# Start of Passage provided

Finding the Spiral Arms of the Galaxy

Joachim Köppen Strasbourg 2010

To find the spiral arms of the Milky Way, we first have to do a complete survey of the Galactic Plane. From the Northern Hemisphere we can only observe Galactic longitudes between about l=0° and l=240°, that's three quarters. For every position in the Plane, we should get a good spectrum, covering radial velocities between -150 and +150 km/s. Since the antenna's HPBW is about 5°, it would be quite sufficient to observe every 5°, but it does not harm to cover the Plane with a finer stepwidth, because one would execute these observations by batch operations. At every position, we should collect a sufficient number of good spectra, from which we can obtain a good quality average spectrum. Plotting these average spectra as a function of galactic longitude in the same way as we plot the waterfall map of any data, we would get a false colour map like this: For the analysis, such a plot is very nice, but you can also deduce the spiral arms by simply looking at the averaged spectra for each longitude (see below). We can see that at some position there are distinct emission features at several different radial velocities. These features can be traced over a large range of longitudes. Each such feature is emission coming from the hydrogen gas in a spiral arm. They are quite distinct, so let us try to identify them and trace them in the Galaxy.

# End of Passage provided
# Start of Supplied entries

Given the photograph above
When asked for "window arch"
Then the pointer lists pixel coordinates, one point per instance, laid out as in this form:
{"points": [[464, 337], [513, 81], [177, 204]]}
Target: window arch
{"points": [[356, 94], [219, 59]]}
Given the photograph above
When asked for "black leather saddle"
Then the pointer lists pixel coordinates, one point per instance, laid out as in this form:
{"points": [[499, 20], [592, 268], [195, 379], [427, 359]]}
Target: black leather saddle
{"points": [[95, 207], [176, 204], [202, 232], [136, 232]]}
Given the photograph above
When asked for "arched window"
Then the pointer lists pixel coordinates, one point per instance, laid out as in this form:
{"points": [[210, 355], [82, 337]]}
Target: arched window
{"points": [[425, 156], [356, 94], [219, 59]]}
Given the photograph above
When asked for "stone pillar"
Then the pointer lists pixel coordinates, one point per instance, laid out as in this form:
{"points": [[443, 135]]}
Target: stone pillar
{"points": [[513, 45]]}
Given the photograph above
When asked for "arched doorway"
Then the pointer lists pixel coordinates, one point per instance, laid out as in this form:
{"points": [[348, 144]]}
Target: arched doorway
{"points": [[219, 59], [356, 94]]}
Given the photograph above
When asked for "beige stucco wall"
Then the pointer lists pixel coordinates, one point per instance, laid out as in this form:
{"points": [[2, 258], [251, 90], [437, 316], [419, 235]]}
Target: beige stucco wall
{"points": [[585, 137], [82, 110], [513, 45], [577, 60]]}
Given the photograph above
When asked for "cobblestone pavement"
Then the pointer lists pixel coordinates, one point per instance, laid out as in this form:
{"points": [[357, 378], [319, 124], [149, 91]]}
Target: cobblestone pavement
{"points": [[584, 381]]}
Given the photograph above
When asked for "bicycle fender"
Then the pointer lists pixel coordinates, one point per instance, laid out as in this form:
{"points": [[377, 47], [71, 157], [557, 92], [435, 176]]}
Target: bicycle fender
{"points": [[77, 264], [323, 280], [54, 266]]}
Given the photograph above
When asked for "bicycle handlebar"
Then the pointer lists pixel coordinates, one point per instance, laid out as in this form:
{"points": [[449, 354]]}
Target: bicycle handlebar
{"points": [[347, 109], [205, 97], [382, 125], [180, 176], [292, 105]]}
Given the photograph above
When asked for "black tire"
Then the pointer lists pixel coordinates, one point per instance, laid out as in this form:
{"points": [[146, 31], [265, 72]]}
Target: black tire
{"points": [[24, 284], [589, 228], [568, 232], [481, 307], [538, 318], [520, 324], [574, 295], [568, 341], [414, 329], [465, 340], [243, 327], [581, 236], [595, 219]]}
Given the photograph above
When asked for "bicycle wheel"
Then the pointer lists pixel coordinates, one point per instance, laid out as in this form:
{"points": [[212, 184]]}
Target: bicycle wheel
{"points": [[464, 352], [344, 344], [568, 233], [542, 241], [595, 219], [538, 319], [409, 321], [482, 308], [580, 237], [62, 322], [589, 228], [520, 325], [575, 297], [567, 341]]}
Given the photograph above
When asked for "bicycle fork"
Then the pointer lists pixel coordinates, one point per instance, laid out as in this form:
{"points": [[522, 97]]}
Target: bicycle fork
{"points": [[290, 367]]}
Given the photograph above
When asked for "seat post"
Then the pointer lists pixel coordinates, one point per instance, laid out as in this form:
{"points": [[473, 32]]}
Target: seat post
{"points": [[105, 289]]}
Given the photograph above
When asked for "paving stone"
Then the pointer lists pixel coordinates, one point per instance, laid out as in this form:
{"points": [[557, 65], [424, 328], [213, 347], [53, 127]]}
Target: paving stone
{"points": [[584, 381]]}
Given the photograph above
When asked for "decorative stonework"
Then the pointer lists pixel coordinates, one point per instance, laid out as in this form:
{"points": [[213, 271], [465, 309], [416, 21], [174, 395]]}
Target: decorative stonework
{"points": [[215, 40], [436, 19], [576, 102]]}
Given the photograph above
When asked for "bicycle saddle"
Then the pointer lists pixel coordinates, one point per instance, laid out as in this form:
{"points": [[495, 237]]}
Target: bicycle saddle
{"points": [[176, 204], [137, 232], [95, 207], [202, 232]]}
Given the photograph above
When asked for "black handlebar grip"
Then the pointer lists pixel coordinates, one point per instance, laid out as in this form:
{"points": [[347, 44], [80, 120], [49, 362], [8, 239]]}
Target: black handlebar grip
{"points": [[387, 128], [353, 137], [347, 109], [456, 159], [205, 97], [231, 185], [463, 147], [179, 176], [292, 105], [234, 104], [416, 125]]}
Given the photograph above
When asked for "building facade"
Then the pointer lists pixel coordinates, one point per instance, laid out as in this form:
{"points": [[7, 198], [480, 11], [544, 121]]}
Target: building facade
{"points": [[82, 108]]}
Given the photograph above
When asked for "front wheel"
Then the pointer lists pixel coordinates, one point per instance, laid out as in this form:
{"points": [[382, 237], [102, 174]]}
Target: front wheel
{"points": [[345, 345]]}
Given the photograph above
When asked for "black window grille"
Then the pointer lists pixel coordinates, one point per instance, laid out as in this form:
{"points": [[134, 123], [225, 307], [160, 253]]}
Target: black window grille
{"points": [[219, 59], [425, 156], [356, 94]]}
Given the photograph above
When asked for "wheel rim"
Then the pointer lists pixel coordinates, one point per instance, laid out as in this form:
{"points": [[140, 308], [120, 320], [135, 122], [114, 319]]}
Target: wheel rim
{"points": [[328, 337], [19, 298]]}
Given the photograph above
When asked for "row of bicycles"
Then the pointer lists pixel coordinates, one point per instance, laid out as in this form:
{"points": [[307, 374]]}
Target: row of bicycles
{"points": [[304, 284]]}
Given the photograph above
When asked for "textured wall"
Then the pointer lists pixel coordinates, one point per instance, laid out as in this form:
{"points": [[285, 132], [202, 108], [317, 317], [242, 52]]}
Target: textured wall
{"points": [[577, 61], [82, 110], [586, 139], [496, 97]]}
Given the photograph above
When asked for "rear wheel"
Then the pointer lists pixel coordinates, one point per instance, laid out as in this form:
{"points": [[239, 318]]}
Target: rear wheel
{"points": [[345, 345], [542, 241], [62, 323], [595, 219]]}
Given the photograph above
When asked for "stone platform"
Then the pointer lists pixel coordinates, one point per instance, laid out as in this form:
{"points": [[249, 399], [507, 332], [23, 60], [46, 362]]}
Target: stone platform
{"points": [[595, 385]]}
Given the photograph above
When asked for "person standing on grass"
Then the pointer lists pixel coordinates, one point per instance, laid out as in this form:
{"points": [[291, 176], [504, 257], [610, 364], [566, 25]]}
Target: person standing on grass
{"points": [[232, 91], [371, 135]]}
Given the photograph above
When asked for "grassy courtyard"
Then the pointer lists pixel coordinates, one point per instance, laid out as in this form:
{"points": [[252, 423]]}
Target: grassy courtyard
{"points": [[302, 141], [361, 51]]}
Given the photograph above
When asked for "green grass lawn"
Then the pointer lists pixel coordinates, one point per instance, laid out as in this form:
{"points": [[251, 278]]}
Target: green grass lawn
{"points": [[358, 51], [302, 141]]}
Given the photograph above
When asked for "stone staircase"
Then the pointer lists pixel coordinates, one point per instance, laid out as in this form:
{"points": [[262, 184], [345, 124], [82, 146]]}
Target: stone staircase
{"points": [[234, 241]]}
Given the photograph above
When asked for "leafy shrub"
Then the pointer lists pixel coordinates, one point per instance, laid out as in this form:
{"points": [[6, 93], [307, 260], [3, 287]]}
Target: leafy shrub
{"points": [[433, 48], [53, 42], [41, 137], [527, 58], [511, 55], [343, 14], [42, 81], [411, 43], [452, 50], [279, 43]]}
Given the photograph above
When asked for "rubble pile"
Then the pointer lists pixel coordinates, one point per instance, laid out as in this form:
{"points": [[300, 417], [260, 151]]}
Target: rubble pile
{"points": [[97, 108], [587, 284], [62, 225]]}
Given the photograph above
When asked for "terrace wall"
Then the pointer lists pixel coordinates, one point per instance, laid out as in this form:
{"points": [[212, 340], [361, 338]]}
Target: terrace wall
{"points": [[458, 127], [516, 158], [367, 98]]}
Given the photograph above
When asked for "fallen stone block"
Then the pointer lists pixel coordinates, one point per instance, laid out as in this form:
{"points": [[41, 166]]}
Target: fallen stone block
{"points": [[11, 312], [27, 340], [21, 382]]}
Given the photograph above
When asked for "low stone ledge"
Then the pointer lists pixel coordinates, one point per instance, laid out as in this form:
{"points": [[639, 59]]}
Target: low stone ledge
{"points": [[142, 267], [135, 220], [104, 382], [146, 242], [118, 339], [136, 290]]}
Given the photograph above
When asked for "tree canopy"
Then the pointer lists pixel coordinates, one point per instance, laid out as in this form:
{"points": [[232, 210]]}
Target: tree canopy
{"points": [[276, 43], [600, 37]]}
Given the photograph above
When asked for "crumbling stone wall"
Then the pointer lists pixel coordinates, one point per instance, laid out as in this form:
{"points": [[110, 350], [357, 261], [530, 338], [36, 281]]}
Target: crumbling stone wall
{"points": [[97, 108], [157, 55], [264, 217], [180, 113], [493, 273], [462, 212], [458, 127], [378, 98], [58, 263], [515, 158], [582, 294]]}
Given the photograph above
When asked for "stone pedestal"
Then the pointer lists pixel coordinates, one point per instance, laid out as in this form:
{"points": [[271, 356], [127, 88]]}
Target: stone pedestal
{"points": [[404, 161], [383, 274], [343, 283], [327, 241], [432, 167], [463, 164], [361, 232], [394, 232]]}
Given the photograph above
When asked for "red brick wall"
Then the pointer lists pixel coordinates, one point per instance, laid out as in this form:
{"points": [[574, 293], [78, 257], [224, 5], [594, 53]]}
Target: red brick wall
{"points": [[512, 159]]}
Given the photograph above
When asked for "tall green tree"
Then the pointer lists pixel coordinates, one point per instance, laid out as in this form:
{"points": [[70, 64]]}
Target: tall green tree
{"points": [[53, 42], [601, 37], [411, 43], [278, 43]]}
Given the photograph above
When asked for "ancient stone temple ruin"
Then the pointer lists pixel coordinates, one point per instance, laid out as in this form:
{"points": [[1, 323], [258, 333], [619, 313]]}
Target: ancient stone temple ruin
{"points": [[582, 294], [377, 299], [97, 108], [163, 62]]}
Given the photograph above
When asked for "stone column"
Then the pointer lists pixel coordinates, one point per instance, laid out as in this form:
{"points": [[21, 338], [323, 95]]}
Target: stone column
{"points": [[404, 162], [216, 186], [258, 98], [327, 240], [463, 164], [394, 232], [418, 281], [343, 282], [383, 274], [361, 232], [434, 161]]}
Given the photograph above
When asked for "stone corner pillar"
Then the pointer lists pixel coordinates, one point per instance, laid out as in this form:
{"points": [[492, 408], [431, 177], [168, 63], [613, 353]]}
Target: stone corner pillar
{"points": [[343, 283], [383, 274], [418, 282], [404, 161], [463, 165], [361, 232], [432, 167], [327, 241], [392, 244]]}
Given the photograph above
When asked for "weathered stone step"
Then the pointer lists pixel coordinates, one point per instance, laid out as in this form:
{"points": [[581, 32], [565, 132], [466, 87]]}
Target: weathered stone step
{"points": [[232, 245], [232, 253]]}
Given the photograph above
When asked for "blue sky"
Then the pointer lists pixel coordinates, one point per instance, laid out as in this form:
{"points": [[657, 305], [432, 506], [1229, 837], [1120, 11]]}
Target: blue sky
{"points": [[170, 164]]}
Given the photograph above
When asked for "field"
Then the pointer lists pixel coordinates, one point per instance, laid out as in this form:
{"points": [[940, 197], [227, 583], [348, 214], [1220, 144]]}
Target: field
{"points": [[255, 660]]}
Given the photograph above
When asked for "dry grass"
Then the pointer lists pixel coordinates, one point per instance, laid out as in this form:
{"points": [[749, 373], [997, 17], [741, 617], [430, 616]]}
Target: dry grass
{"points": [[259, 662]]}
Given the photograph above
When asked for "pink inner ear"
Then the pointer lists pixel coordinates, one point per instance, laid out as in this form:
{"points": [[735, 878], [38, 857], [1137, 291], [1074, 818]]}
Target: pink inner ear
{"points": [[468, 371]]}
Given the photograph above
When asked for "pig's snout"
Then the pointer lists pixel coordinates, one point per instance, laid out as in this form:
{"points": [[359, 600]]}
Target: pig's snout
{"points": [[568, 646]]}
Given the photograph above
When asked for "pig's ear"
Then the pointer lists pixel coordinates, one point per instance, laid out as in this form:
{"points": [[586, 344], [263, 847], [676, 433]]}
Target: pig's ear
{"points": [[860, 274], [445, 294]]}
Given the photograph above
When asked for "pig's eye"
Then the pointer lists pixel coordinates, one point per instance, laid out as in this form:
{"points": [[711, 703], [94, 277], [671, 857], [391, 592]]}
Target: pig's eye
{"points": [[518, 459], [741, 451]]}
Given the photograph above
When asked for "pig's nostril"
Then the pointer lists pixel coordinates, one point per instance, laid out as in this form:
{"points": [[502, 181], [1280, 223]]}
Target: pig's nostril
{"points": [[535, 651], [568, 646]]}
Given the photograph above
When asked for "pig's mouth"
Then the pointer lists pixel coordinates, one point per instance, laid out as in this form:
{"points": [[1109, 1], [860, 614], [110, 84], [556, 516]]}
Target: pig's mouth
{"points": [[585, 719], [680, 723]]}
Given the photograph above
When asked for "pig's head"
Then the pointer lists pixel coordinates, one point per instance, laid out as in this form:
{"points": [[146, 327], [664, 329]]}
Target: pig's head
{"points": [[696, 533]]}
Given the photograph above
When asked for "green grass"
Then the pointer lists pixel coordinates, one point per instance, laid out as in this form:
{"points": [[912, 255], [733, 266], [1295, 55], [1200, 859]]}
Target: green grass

# End of Supplied entries

Repeat the passage on the Galaxy's spiral arms word for word, from start to finish. The records have nothing to do with the passage on the Galaxy's spiral arms.

Finding the Spiral Arms of the Galaxy

Joachim Köppen Strasbourg 2010

To find the spiral arms of the Milky Way, we first have to do a complete survey of the Galactic Plane. From the Northern Hemisphere we can only observe Galactic longitudes between about l=0° and l=240°, that's three quarters. For every position in the Plane, we should get a good spectrum, covering radial velocities between -150 and +150 km/s. Since the antenna's HPBW is about 5°, it would be quite sufficient to observe every 5°, but it does not harm to cover the Plane with a finer stepwidth, because one would execute these observations by batch operations. At every position, we should collect a sufficient number of good spectra, from which we can obtain a good quality average spectrum. Plotting these average spectra as a function of galactic longitude in the same way as we plot the waterfall map of any data, we would get a false colour map like this: For the analysis, such a plot is very nice, but you can also deduce the spiral arms by simply looking at the averaged spectra for each longitude (see below). We can see that at some position there are distinct emission features at several different radial velocities. These features can be traced over a large range of longitudes. Each such feature is emission coming from the hydrogen gas in a spiral arm. They are quite distinct, so let us try to identify them and trace them in the Galaxy.